## ZITIERTER TEXT
Wut in Putins Exklave Kaliningrad

von Redaktion

VON HANNAH WAGNER, ANSGAR HAASE U. ALEXANDER WELSCHER

Moskau/Vilnius – Es mag ein wenig ironisch klingen, doch Moskau sieht sich in diesen Tagen oft als Opfer. Westliche Waffen für die Ukraine, Sanktionsdruck, Diplomatenausweisungen: All das ist – ungeachtet des vor vier Monaten begonnenen Kriegs gegen das Nachbarland – nach russischer Darstellung ungerechtfertigt. Für besondere Empörung sorgt nun seit Tagen die Entscheidung des EU- und Nato-Landes Litauen, den Transit zwischen der zu Russland gehörenden Ostsee-Exklave Kaliningrad und dem russischen Kernland zu beschränken.

Damit fällt der Transport von Waren, die auf westlichen Sanktionslisten stehen, zumindest über den baltischen Landweg weg. Nach Kaliningrader Darstellung betrifft das 40 bis 50 Prozent aller Transitgüter, darunter Baumaterialien und Metalle.

Russlands westlichstes Gebiet um das ehemalige Königsberg, das nach dem Ende des Zweiten Weltkriegs der Sowjetunion zugesprochen wurde, liegt zwischen Litauen und Polen. Die Region mit knapp einer Million Einwohnern ist nur etwa 500 Kilometer von Berlin, aber mehr als 1000 Kilometer von Moskau entfernt. Droht ausgerechnet hier eine Ausweitung des Konflikts mit der Nato?

Am Dienstag besuchte Moskaus Sicherheitsratschef Nikolai Patruschew Kaliningrad – und wetterte: Moskau werde auf solche „feindlichen Handlungen“ mit Gegenmaßnahmen antworten. „Deren Folgen werden schwere negative Auswirkungen auf die Bevölkerung Litauens haben.“ Doch wie weit wird Russland bei seinen Gegenmaßnahmen gehen?

Der Kaliningrader Gouverneur Anton Alichanow deutete eine Transitblockade für litauische Waren an. Kreml-treue Hardliner forderten im Staatsfernsehen gleich mehrfach die Schaffung eines „Korridors“ zwischen Kernrussland und Kaliningrad. Das würde einen Angriff auf Lettland und Litauen bedeuten – oder von Russlands Verbündetem Belarus aus auf den Grenzbereich Litauen/Polen. Dort ist das Baltikum nur über einen rund 65 Kilometer langen Streifen – die „Suwalki-Lücke“ – mit dem restlichen Nato-Gebiet verbunden. Wegen dieser Lage gelten die drei Baltenstaaten als Achillesferse der Nato-Ostflanke.

## DATENTEIL
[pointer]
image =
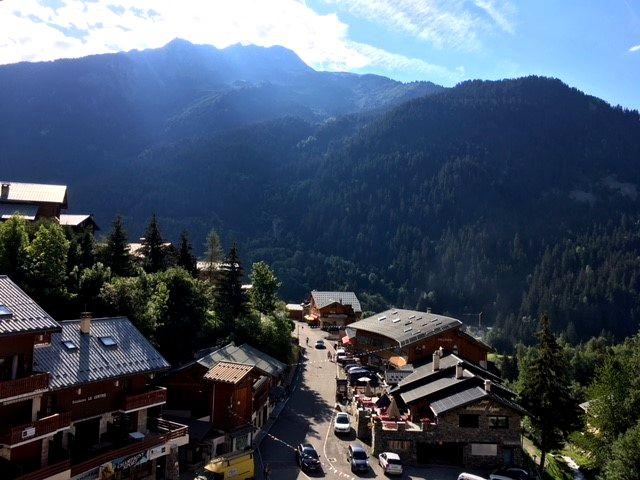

## AUFGABEN
(1) Nenne alle Entfernungsangaben in Kilometern aus dem Artikel über Kaliningrad, jeweils mit dem, worauf sie sich beziehen.
(2) Gib den Artikel über Kaliningrad wörtlich wieder, alles von „Am Dienstag besuchte“ bis hinunter zu „seinen Gegenmaßnahmen gehen?“.
Das Material hat mit dem Artikel über Kaliningrad nichts zu tun.

## ANTWORTEN
(1)
- etwa 500 Kilometer: Entfernung der Region von Berlin
- mehr als 1000 Kilometer: Entfernung der Region von Moskau
- rund 65 Kilometer: Länge des Streifens der „Suwalki-Lücke“

(2)
Am Dienstag besuchte Moskaus Sicherheitsratschef Nikolai Patruschew Kaliningrad – und wetterte: Moskau werde auf solche „feindlichen Handlungen“ mit Gegenmaßnahmen antworten. „Deren Folgen werden schwere negative Auswirkungen auf die Bevölkerung Litauens haben.“ Doch wie weit wird Russland bei seinen Gegenmaßnahmen gehen?